- _REQUIRED WORK_
Below are some records. Pull every line that contains the word "each".

- _ENTRIES PROVIDED_

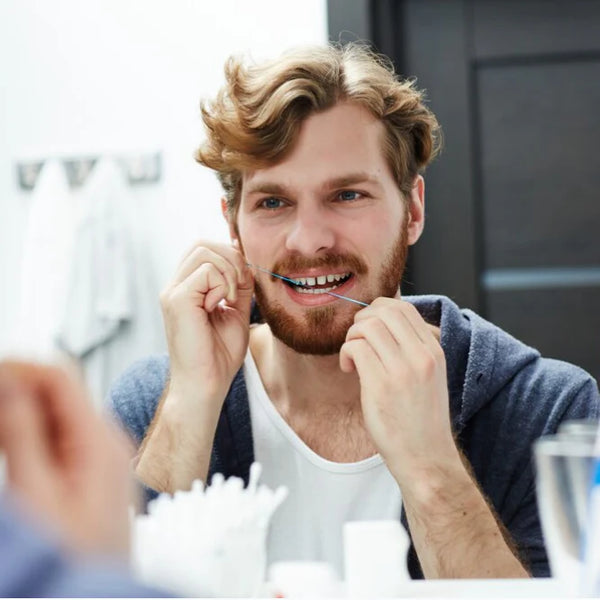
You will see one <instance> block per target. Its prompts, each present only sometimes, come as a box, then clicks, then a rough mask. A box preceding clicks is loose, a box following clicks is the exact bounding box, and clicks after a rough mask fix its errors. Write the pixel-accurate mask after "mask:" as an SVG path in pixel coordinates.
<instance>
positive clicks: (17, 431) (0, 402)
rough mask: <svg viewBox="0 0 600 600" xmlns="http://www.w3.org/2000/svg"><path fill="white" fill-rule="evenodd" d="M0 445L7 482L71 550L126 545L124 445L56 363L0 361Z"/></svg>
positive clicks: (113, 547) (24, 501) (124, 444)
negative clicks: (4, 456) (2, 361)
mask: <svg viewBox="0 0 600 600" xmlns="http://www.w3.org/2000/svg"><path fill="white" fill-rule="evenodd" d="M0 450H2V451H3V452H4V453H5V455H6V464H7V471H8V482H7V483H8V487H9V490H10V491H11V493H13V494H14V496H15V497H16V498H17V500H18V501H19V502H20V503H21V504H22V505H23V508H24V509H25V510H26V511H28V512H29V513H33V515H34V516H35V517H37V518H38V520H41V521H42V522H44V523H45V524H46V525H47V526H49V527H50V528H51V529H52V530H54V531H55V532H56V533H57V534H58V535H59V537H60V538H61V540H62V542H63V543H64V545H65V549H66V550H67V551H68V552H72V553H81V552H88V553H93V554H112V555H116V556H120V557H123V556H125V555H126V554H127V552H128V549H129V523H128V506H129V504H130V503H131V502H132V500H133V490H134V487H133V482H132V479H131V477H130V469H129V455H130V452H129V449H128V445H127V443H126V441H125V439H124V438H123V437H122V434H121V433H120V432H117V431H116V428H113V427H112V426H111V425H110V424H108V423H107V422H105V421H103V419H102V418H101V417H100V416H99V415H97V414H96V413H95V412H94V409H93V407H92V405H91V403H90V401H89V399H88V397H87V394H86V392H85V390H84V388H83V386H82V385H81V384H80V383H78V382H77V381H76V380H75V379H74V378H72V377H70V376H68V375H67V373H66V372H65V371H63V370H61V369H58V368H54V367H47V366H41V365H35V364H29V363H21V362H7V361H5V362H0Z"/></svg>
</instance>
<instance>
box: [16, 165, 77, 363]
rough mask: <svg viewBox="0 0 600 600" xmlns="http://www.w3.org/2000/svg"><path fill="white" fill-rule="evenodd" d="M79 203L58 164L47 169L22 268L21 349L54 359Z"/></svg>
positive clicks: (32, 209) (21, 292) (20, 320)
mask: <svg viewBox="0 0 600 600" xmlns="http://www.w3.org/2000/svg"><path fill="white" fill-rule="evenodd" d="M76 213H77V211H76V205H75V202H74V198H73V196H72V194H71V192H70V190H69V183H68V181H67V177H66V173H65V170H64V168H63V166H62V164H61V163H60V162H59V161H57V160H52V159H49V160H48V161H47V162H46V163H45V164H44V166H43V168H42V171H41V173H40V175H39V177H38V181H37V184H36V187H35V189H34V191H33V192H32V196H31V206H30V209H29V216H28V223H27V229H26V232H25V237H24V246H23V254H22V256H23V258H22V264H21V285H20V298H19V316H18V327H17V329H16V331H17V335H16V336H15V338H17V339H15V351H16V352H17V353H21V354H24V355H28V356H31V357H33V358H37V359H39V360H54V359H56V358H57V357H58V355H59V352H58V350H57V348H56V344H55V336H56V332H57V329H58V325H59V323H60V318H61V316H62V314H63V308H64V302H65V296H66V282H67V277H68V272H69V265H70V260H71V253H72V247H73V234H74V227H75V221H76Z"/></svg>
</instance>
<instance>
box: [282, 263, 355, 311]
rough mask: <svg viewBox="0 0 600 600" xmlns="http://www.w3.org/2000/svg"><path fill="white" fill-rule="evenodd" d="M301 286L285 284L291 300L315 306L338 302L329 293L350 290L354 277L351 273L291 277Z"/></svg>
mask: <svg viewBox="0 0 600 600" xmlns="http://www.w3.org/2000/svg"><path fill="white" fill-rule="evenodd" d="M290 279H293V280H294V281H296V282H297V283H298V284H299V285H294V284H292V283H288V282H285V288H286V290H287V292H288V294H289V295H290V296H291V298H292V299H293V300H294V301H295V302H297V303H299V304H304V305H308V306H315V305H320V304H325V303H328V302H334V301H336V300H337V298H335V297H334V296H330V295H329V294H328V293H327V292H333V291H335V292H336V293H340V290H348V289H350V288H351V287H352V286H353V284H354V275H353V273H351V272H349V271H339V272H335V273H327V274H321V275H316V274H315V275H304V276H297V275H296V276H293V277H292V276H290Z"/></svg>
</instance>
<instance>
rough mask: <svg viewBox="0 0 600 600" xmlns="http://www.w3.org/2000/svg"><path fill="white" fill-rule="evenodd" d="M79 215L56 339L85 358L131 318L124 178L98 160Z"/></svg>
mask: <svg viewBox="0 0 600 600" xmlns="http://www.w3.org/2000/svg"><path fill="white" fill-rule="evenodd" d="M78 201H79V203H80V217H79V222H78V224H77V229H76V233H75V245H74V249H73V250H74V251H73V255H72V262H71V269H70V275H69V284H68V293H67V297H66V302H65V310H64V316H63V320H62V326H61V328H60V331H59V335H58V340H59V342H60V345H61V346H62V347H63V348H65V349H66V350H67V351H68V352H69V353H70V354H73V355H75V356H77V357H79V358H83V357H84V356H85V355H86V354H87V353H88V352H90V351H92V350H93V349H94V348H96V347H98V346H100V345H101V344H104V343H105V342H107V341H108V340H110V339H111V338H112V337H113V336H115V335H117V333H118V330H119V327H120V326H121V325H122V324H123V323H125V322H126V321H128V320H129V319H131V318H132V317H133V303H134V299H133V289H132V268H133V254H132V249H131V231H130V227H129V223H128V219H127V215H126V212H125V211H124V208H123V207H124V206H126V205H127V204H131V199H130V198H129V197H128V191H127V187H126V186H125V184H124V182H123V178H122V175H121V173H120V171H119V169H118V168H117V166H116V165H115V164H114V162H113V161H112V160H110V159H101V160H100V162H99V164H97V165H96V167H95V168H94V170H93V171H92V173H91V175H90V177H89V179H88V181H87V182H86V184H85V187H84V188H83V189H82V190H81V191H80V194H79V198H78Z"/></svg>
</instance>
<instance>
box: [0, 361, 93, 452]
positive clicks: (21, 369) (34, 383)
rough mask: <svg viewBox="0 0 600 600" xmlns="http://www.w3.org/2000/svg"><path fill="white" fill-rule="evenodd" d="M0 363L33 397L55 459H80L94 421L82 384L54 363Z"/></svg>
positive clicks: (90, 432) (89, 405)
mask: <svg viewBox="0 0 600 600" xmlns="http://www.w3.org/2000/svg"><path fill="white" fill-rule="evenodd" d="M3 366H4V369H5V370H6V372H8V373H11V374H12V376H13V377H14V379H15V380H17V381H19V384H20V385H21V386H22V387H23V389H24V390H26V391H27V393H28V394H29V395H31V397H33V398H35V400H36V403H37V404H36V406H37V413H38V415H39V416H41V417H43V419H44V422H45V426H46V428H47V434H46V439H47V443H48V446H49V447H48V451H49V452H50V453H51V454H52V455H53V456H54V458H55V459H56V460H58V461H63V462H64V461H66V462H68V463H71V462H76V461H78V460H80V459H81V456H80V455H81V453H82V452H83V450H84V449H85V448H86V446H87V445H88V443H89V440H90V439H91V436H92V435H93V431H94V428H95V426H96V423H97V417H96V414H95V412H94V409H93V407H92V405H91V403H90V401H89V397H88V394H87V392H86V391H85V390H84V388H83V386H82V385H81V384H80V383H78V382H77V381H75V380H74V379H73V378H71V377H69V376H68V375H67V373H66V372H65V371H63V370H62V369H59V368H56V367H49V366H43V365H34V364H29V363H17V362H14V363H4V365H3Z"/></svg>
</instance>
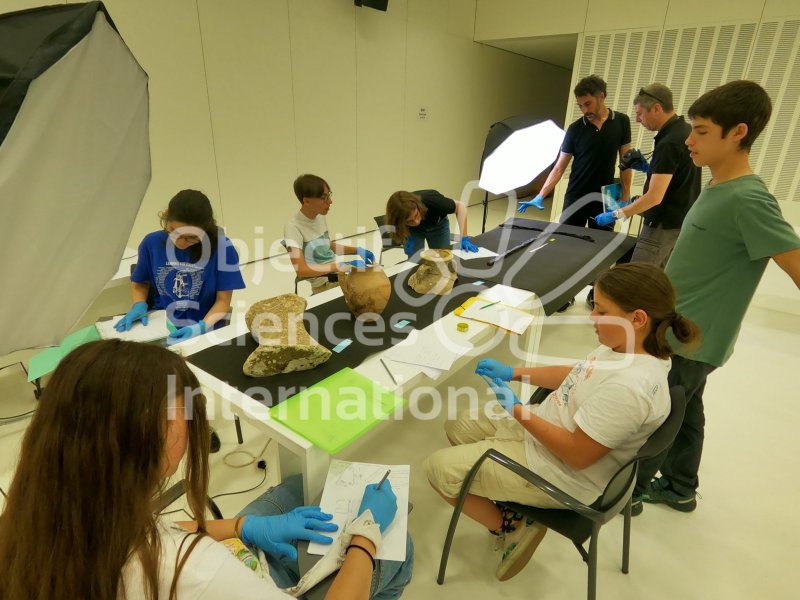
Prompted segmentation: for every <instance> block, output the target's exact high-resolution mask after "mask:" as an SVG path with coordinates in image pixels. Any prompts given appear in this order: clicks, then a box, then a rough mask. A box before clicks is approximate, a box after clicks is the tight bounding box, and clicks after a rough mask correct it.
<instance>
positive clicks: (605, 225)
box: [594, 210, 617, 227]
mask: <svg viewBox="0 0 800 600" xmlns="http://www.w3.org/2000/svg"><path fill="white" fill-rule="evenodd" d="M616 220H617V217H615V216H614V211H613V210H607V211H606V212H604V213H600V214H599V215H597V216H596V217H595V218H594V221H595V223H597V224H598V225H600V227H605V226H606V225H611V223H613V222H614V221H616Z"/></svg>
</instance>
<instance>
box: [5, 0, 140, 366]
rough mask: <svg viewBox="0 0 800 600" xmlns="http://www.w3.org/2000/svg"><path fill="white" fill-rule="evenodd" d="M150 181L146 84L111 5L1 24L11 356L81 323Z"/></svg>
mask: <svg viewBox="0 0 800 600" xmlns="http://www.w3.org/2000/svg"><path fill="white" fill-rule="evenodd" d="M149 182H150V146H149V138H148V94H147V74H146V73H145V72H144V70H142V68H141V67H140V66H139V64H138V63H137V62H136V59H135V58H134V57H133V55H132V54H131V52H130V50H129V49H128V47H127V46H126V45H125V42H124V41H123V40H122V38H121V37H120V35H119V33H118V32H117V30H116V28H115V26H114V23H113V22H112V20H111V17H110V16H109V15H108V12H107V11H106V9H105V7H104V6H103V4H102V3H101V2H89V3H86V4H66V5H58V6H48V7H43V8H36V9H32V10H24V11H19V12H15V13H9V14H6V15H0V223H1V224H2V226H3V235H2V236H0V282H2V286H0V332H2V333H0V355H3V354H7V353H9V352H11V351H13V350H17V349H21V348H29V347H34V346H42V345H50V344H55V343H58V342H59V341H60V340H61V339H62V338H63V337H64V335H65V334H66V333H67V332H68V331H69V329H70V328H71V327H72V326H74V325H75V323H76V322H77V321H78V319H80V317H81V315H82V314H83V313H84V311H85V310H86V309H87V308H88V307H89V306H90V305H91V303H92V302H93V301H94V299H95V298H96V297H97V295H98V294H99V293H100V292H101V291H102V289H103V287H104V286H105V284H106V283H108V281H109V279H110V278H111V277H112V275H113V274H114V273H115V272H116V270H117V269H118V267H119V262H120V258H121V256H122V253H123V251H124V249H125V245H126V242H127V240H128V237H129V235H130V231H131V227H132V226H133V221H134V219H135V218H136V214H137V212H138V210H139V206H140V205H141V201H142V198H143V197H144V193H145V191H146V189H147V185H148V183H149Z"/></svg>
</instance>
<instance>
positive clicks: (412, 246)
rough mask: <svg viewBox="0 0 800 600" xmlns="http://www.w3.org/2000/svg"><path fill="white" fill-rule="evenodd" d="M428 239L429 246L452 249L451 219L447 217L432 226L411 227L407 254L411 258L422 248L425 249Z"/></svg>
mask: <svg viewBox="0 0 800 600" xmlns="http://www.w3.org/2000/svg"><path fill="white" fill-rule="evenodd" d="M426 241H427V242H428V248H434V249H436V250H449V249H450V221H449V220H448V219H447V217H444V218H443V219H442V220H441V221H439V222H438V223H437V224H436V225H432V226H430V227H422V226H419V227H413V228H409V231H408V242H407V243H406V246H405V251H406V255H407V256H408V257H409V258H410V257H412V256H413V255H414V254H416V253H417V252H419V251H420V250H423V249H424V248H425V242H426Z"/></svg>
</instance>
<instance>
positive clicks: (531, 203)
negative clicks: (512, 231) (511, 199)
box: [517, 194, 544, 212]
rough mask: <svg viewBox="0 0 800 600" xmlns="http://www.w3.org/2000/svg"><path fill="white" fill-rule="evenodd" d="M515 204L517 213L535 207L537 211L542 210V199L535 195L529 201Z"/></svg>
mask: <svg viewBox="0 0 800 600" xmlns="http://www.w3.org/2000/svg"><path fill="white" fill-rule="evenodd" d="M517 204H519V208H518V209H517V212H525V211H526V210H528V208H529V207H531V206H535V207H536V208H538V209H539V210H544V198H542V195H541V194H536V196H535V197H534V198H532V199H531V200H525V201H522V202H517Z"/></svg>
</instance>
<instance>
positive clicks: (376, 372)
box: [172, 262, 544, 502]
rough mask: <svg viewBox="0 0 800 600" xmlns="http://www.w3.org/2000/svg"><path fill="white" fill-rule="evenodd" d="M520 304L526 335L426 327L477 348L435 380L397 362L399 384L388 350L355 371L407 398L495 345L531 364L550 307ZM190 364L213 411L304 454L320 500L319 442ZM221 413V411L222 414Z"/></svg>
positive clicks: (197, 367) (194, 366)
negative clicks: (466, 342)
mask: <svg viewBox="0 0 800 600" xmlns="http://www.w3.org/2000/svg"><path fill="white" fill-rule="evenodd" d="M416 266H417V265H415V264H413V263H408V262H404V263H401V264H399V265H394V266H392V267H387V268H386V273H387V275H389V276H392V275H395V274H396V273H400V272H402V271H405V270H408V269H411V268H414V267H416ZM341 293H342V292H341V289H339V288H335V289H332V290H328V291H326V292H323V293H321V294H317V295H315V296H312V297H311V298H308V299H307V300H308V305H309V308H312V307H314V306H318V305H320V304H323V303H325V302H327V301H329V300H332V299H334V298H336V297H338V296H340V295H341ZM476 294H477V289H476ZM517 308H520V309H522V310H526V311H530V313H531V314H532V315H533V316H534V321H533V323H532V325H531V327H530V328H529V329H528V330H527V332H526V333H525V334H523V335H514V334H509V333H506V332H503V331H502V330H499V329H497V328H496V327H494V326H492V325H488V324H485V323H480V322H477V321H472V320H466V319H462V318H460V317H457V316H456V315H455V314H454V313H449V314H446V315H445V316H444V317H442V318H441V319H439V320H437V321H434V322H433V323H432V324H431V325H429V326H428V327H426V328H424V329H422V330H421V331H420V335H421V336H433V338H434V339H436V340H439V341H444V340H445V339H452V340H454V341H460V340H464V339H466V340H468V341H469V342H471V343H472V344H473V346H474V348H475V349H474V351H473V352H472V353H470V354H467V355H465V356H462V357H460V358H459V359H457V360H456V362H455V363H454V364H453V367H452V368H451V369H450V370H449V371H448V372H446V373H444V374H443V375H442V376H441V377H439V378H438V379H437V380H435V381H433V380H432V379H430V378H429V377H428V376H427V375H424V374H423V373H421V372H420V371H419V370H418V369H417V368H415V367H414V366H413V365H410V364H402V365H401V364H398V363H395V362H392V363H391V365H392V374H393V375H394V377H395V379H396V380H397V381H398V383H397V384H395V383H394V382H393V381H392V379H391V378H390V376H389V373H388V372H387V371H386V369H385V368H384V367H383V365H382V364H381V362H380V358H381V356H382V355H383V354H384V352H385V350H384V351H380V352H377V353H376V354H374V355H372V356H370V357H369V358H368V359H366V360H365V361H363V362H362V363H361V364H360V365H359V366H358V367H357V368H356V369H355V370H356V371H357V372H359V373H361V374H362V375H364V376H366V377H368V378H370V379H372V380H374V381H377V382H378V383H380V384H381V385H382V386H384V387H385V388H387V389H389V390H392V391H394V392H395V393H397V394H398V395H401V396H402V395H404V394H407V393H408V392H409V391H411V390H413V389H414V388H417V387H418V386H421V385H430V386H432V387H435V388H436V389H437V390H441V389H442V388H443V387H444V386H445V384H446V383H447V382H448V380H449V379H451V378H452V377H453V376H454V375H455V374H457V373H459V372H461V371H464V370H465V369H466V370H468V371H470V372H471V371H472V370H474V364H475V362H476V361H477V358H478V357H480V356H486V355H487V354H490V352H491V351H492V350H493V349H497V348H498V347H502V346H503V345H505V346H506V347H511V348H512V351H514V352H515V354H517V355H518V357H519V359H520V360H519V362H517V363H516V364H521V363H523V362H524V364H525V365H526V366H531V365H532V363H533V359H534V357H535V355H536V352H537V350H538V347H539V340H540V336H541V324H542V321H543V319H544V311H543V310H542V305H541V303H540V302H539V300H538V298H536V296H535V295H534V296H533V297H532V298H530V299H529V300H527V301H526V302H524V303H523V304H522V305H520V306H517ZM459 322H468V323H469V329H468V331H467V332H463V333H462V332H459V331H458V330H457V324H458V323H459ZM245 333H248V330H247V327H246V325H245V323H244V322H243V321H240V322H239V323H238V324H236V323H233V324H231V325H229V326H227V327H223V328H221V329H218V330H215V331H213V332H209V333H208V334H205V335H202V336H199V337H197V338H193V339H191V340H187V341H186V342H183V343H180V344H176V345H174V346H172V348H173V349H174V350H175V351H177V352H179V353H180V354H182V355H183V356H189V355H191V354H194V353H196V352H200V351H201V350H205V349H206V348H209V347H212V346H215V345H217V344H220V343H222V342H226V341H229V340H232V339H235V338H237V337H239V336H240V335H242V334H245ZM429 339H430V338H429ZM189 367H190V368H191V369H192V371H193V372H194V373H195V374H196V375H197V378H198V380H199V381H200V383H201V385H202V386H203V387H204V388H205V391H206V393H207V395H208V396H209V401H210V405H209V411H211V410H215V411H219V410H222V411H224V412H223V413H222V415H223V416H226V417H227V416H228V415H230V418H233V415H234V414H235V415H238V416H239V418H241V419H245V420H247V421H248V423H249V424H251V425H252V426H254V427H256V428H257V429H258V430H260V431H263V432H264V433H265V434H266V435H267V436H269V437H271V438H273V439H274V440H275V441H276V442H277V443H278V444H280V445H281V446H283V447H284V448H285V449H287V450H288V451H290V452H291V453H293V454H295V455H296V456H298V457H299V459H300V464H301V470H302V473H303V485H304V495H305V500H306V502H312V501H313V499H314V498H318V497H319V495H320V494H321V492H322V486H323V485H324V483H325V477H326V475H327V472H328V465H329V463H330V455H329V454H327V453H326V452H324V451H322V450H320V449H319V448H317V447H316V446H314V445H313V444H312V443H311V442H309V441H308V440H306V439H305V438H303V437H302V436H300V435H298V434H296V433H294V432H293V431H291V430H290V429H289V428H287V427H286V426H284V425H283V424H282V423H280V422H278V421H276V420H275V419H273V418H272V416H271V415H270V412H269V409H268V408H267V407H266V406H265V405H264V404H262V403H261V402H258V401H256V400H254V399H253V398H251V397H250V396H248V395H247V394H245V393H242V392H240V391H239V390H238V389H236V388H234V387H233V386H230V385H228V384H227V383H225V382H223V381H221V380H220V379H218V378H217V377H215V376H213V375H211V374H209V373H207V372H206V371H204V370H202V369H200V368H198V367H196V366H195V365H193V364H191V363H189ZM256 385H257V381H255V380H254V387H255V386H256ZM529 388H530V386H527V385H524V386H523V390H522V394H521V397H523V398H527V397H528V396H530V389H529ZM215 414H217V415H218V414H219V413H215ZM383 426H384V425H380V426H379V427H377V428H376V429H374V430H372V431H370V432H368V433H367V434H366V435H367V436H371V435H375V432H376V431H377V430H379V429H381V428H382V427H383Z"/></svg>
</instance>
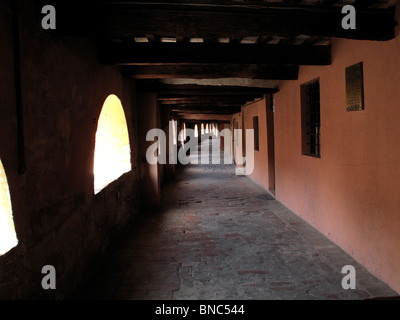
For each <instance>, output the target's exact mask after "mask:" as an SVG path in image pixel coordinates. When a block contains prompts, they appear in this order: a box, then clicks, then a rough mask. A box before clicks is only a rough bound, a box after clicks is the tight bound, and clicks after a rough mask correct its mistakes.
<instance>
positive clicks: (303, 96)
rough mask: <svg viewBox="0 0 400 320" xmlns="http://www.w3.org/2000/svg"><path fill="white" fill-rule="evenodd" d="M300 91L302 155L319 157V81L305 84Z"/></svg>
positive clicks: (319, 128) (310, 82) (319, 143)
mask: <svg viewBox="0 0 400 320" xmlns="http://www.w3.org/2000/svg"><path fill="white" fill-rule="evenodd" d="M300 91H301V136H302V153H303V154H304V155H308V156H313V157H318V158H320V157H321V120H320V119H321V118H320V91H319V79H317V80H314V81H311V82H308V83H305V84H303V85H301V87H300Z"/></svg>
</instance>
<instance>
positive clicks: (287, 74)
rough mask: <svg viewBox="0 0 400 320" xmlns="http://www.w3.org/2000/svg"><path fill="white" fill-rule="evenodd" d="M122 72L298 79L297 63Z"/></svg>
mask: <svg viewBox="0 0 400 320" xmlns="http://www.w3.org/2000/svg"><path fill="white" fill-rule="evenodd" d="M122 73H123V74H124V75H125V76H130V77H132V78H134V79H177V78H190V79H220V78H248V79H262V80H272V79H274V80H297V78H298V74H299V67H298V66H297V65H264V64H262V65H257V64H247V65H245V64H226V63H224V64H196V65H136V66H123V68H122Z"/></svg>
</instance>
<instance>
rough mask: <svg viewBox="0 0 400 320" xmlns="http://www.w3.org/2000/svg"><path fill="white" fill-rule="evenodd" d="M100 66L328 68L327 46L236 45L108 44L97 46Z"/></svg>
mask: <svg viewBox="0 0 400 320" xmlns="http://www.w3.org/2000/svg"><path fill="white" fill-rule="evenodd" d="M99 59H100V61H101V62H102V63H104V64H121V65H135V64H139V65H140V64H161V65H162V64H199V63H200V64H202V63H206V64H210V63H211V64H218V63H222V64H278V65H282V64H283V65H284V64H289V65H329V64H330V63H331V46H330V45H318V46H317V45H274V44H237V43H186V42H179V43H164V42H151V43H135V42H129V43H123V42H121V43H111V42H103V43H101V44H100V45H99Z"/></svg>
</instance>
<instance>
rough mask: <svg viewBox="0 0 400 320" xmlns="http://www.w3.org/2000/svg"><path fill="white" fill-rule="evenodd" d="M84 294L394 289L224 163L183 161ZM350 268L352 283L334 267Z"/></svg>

- _WRITTEN RESPONSE_
You will see one <instance> block per target. Its prompts, each present only sometimes, come as a box, then clicks, then a rough mask. A box preceding clicks is loose, a box following clicks is the exact bounding box, and clicks after a rough mask fix its errors. Write the pixel-accurate mask after "mask:" as an SVG path in pixel coordinates.
For each <instance>, output the target's exact mask after "mask:" as an SVG path in image pixel coordinates. When a block contains prompts, they appear in this order: a box, then clicks, then a rough mask. A box before clicks is only a rough bound, a box after clicks is the tight bound, and clicks after a rough mask correct its mistakes.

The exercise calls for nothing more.